_TASKS TO COMPLETE_:
[A] In the thread on Ceph RBD deletion times, transcribe the part that opens with the words containing "I'll concede that" and closes with "have been addressed.".
[B] Answer these questions from the thread on Ceph RBD deletion times:
(i) In which Ceph release could the writer not duplicate the slow deletion?
(ii) What object size was used when mapping RBDs from 1GB to 1TB?
(iii) About how long did the 4 TB volume take to delete?

I'll concede that I cannot duplicate this in Jewel. When I was seeing this, it was in Hammer and I was 100% able to duplicate it with empty RBDs, RBDs filled with /dev/zero, and RBDs filled with /dev/random. I could duplicate an n^2 time difference in `time rbd rm test`. We mapped it all the way from 1GB RBDs to 1TB RBDs with 1MB objects, and we never found an anomaly. We even mapped it with the same size RBDs using a different order to change the amount of objects the RBD had and it was the exact same scale.
I'll stop saying it now as it seems to have been addressed.
On Fri, Jun 30, 2017 at 5:14 PM Gregory Farnum <gfarnum@xxxxxxxxxx> wrote:
On Fri, Jun 30, 2017 at 2:07 PM, David Turner <drakonstein@xxxxxxxxx> wrote:
> That comes from using Ceph. I've just done lots of deleting of large
> amounts of data and paid attention to how long things took to delete. If
> you don't believe me, I gave steps that you responded to to duplicate it. I
> haven't asked a Ceph dev or bothered to look through the code, but every
> time I delete something it seems to match the pattern. A very prominent
> time comes to mind where a 1TB volume took about 1 hour to delete and a 4 TB
> volume took about 16 hours to delete. It was incredibly obnoxious as I had
> almost 1PB of RBDs to clean up and every single one matched this pattern of
> n^2.

_INFORMATION PROVIDED_:
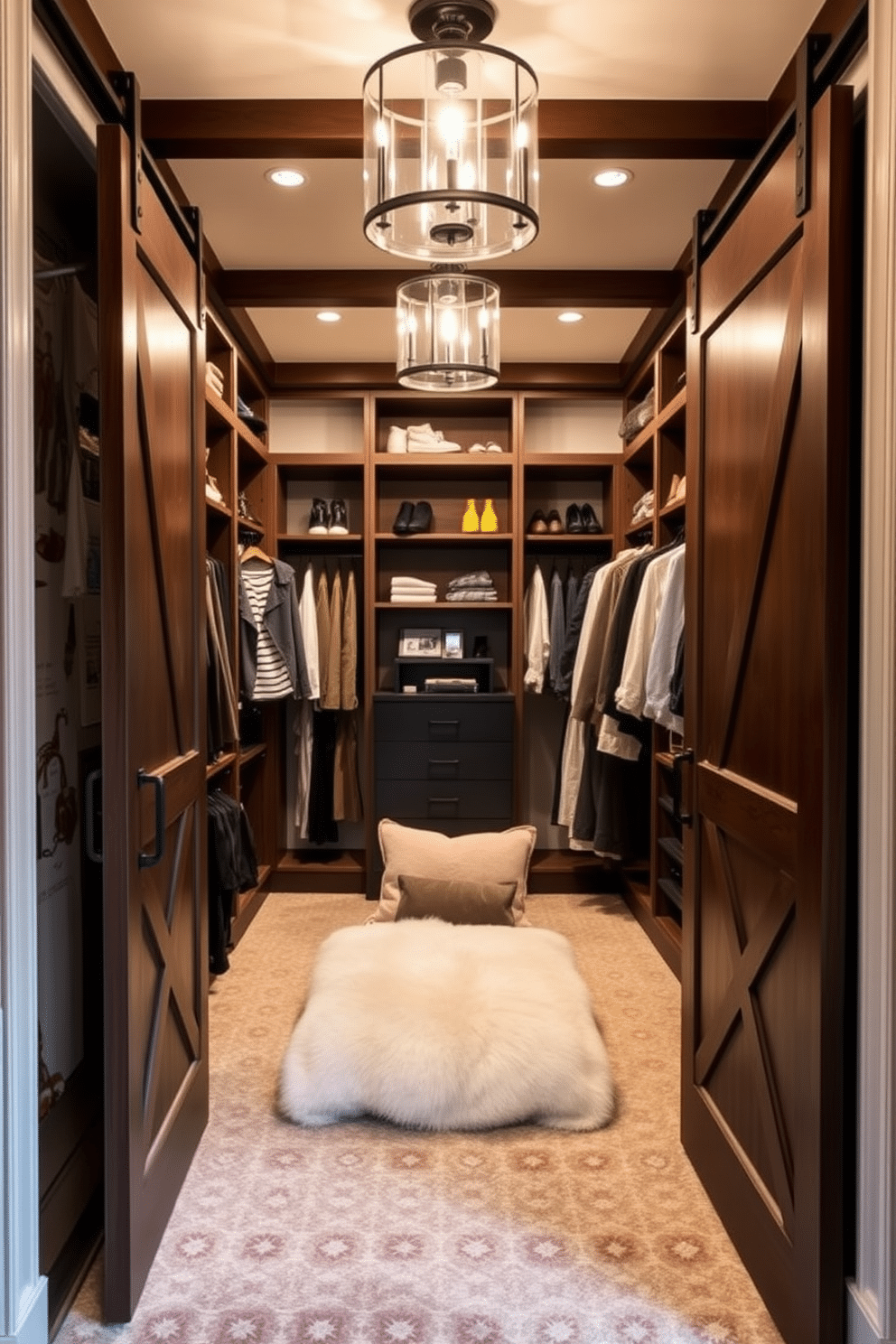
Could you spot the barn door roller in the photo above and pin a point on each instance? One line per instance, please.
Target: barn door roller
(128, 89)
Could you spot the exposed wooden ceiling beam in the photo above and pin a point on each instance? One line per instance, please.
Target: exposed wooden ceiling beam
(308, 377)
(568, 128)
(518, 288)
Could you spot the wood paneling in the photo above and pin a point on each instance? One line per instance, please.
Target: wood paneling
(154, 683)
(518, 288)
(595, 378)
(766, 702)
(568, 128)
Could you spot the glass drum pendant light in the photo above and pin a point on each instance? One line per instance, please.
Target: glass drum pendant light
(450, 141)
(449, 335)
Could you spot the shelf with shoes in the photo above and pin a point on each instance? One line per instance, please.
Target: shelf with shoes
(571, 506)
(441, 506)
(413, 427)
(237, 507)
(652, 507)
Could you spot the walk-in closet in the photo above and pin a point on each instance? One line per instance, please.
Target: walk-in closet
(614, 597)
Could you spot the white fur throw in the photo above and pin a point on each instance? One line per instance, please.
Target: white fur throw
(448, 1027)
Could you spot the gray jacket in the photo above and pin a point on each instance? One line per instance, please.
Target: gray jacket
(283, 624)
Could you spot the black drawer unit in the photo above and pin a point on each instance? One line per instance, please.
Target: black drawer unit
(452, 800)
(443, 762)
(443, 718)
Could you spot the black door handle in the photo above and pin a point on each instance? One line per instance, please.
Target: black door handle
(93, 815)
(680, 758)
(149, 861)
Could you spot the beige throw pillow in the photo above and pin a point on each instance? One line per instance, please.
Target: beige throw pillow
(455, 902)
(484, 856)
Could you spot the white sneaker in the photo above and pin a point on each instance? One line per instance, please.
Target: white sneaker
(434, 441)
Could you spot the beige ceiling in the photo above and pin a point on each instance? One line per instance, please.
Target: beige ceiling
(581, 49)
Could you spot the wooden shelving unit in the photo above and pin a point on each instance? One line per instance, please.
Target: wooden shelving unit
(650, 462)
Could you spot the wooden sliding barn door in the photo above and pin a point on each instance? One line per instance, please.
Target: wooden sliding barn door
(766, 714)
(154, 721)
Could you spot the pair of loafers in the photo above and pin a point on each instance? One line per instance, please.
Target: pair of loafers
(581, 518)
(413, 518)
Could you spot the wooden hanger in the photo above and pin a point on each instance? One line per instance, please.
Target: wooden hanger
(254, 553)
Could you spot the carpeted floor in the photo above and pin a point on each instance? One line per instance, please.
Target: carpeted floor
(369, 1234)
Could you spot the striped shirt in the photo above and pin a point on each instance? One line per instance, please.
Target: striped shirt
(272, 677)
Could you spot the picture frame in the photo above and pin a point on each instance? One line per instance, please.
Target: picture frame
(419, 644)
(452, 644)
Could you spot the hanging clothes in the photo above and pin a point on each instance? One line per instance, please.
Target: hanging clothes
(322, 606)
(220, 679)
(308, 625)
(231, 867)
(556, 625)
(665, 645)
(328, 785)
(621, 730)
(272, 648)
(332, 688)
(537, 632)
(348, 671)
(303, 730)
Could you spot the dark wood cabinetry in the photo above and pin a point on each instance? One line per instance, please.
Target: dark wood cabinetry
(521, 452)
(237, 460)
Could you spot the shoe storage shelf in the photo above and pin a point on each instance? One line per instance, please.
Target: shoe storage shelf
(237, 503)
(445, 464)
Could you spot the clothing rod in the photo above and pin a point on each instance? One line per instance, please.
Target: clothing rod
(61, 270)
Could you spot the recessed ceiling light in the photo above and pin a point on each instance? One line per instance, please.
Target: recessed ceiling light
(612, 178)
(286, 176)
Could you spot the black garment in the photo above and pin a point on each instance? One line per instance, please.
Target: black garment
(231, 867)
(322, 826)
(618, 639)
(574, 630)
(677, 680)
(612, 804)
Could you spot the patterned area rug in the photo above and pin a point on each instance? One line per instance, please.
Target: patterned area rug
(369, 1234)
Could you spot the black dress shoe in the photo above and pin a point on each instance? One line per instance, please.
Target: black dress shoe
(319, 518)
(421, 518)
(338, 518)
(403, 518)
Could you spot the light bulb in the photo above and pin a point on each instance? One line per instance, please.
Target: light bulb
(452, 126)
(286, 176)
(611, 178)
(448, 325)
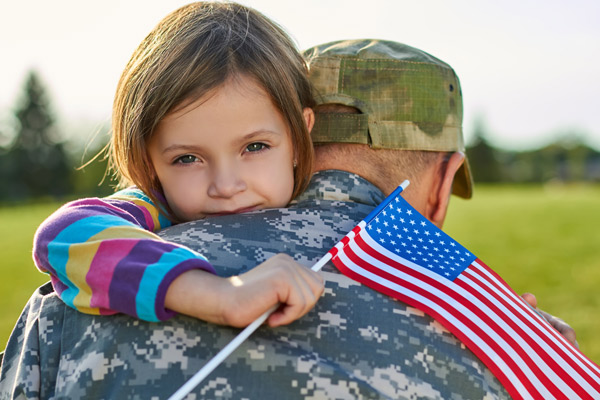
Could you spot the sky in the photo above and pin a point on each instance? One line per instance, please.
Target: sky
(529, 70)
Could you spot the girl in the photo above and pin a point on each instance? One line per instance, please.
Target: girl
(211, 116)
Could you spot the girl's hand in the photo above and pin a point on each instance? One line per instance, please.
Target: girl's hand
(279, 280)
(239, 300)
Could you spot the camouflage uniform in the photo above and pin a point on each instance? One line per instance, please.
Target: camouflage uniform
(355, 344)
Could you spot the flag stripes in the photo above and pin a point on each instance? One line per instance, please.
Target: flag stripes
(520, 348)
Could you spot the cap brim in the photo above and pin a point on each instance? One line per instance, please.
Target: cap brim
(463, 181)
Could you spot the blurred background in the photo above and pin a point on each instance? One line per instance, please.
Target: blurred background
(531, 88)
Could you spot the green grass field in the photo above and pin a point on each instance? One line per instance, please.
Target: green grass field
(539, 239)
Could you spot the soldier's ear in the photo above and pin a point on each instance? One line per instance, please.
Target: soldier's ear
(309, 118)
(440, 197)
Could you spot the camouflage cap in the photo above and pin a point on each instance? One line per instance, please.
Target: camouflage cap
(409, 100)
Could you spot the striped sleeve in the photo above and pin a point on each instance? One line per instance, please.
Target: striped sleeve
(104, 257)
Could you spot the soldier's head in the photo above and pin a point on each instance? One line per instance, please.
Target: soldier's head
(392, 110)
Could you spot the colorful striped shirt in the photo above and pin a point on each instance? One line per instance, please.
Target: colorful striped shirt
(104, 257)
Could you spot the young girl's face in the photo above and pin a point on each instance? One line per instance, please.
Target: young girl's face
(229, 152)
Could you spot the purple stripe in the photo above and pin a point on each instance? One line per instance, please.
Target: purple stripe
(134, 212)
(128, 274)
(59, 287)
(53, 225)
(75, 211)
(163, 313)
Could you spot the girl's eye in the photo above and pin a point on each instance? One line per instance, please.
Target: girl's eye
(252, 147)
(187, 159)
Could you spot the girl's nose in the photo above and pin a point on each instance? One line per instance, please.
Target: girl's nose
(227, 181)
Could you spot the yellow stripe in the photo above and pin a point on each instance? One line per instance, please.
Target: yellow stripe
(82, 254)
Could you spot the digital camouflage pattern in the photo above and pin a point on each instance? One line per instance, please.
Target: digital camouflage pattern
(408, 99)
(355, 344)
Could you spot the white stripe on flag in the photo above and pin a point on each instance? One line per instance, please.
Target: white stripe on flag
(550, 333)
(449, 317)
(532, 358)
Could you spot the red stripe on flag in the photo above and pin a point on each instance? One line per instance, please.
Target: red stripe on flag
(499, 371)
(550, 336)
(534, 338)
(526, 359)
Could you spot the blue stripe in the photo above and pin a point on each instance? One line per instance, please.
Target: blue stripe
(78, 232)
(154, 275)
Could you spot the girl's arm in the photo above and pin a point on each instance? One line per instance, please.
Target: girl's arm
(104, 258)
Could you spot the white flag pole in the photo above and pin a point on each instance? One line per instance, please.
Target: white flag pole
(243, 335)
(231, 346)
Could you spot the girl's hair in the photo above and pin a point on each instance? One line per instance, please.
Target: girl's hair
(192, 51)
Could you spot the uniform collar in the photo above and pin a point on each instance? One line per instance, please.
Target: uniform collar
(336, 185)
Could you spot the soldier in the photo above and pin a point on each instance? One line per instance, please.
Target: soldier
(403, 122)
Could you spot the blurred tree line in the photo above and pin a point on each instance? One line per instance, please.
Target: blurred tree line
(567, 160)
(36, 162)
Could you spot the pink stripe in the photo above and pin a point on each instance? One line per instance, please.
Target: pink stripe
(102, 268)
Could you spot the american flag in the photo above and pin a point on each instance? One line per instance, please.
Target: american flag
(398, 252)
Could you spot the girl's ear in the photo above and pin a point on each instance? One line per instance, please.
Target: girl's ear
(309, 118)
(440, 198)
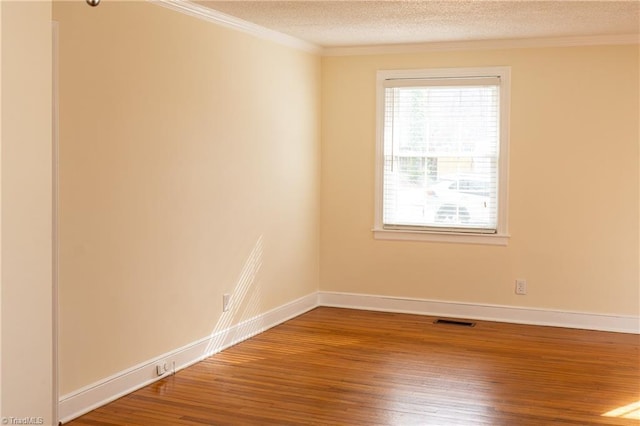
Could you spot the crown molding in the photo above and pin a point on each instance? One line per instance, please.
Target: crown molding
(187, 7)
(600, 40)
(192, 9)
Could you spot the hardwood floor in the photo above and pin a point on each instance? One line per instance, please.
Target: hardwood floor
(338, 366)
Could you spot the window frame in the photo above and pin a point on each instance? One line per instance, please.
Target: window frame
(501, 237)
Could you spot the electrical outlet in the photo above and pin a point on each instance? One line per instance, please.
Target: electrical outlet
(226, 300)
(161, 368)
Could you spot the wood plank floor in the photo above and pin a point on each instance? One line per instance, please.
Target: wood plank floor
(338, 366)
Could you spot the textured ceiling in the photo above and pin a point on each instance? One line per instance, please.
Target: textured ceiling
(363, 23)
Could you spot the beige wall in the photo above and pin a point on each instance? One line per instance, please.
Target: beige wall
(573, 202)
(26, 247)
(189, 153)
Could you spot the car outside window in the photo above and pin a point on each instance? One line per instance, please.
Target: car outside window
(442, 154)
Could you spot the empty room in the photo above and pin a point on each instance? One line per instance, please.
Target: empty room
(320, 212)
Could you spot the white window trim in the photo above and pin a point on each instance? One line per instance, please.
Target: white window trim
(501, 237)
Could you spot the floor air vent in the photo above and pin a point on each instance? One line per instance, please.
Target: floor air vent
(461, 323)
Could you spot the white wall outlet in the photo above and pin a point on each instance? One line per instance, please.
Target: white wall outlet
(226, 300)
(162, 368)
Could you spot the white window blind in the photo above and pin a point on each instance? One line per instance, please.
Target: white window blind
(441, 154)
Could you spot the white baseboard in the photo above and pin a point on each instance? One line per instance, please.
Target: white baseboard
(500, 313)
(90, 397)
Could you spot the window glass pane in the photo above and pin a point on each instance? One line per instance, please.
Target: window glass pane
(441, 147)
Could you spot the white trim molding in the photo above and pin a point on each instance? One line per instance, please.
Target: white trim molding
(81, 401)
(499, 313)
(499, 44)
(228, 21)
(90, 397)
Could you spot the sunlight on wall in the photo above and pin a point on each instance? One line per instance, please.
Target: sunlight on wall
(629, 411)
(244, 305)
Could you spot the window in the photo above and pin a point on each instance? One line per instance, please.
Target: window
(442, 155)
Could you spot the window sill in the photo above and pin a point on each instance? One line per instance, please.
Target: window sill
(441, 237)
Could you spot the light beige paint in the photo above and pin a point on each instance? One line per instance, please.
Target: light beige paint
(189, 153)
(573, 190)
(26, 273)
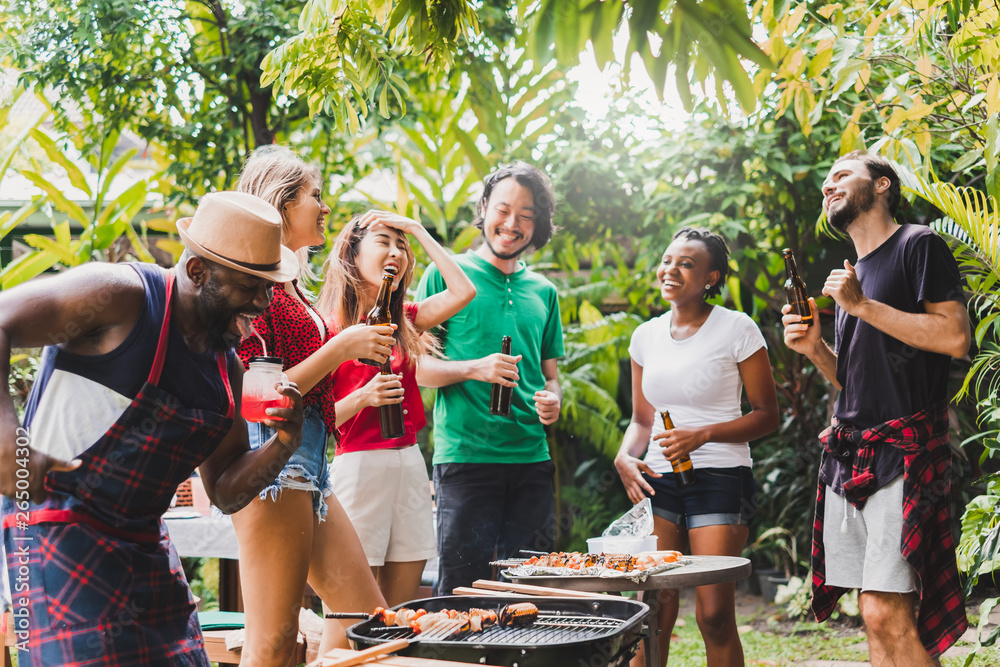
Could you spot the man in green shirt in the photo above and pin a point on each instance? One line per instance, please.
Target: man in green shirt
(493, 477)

_TASK-BY-TASK RESULTS_:
[A]
I'll concede that I cannot duplicate this in Jewel. When I was seeing this, it was in Hammer and I was 100% able to duplicate it with empty RBDs, RBDs filled with /dev/zero, and RBDs filled with /dev/random. I could duplicate an n^2 time difference in `time rbd rm test`. We mapped it all the way from 1GB RBDs to 1TB RBDs with 1MB objects, and we never found an anomaly. We even mapped it with the same size RBDs using a different order to change the amount of objects the RBD had and it was the exact same scale.
I'll stop saying it now as it seems to have been addressed.

[B]
(i) Jewel
(ii) 1MB
(iii) About 16 hours